Objectif A:
Dans l'entretien, à quelle hauteur sera placé le ballon utilisé pour les tests grandeur nature ?

Texte fourni:
Texte intégral
DAVID MALLE
Bonjour Christophe BECHU.
CHRISTOPHE BECHU
Bonjour David MALLE.
DAVID MALLE
Vous aimez Astérix ?
CHRISTOPHE BECHU
C'est une question à laquelle je ne m'attendais pas, mais la réponse est oui.
DAVID MALLE
C'est la sortie du nouvel album d'Astérix aujourd'hui et vous êtes, ici en Touraine, un peu dans le village gaulois, le seul département de la région sans aucune éolienne. Il faut que ça cesse, il faut que ça change, Christophe BECHU ?
CHRISTOPHE BECHU
On a besoin partout qu'il y ait des énergies renouvelables, si dans certains endroits il y a des éoliennes, dans d'autres du photovoltaïque, dans un troisième de la géothermie, ce qui importe c'est qu'on soit capable d'en d'avoir partout. Il y a des territoires qui s'y prêtent moins que d'autres, et la Touraine, objectivement l'Indre-et-Loire, a moins d'atouts éoliens que d'autres, ça ne veut pas dire qu'il ne faut pas d'éoliennes, et je sais l'opposition qu'il y a de la part de certains par rapport à un projet à proximité d'Amboise et qui suscite un débat, ça c'est légitime, mais parfois j'allais dire aussi des fake news, ou en tout cas une manière de présenter les choses comme si ça allait être dramatique, une atteinte à nos paysages, pour apaiser, pour objectiver tout ça, il va y avoir des tests grandeur nature, pour montrer ce que ça donne avec un ballon à 140 mètres de haut et pour qu'on arrête de laisser penser qu'on est sur le point de défigurer le Val-de-Loire.

Objectif B:
Recopiez mot pour mot le passage du listing qui va de la ligne contenant « Where can the purple », celle-ci comprise, jusqu'à la fin du listing.

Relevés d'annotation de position

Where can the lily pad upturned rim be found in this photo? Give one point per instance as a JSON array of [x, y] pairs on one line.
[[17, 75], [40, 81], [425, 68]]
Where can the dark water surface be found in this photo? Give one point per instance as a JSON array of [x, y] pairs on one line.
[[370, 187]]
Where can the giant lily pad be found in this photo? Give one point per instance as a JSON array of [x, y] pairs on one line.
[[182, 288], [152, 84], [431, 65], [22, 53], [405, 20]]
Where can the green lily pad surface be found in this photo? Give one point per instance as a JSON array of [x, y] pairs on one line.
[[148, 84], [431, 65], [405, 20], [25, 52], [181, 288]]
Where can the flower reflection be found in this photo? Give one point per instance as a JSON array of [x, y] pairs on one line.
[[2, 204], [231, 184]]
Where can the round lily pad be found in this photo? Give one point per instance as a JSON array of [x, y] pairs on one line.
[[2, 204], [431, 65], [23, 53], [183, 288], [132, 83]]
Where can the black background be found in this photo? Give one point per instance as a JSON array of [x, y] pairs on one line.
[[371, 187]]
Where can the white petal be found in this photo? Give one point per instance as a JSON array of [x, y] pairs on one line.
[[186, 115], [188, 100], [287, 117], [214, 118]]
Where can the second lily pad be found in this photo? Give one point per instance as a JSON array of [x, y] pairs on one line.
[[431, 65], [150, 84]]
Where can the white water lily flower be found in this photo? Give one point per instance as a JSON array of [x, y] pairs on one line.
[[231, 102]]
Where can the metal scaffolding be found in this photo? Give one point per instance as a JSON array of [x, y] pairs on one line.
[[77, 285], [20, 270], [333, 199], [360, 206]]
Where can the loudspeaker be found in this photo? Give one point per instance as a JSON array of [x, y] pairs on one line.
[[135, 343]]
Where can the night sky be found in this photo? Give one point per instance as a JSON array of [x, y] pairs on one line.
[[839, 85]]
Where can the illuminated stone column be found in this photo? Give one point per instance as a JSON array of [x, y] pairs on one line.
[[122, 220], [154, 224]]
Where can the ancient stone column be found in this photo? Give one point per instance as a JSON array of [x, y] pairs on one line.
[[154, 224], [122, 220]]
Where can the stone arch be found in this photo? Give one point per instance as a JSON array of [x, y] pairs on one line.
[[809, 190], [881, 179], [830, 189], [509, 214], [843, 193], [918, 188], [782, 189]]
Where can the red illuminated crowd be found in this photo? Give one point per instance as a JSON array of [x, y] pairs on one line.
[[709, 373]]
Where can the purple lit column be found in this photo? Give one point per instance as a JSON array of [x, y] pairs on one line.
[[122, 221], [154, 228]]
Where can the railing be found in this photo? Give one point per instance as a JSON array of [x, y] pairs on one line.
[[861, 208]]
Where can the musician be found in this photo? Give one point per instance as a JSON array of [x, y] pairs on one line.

Résultat attendu A:
À 140 mètres de haut.

Résultat attendu B:
Where can the purple lit column be found in this photo? Give one point per instance as a JSON array of [x, y] pairs on one line.
[[122, 221], [154, 228]]
Where can the railing be found in this photo? Give one point per instance as a JSON array of [x, y] pairs on one line.
[[861, 208]]
Where can the musician be found in this photo? Give one point per instance as a JSON array of [x, y] pairs on one line.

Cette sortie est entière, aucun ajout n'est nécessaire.